Return errors as data, not exceptions. When a tool fails, return a structured object describing the failure. The agent can then reason about the error and decide on next steps, rather than having the entire run abort.
Set timeouts at every boundary. Every HTTP call, every database query, and every agent run should have an explicit timeout. A missing timeout is a latency bomb waiting to go off under load.
Distinguish retryable from terminal errors. Rate limits and timeouts are retryable. Authentication failures and invalid input are not. Retrying a terminal error wastes time and tokens.
Log the full error chain. When an agent run fails, capture which tool failed, what input it received, and what error it returned. In multi-agent systems, also log which agent was active and what turn number the failure occurred on.
Test failure paths explicitly. Write tests that simulate tool timeouts, malformed API responses, and rate limit errors. The failure paths are the ones that break in production, and they are the ones most often untested.

■ Excerpted records
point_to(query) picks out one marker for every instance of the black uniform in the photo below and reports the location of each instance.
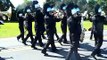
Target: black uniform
(74, 25)
(98, 33)
(63, 24)
(29, 19)
(50, 28)
(39, 27)
(20, 16)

■ Using the information
1. According to the error-handling guidelines, which two kinds of errors should not be retried?
2. From the error-handling guidelines, give the passage starting with "Distinguish retryable from" and going on through "time and tokens.", copied word for word.

■ Solutions per task
1. Authentication failures and invalid input.

2.
Distinguish retryable from terminal errors. Rate limits and timeouts are retryable. Authentication failures and invalid input are not. Retrying a terminal error wastes time and tokens.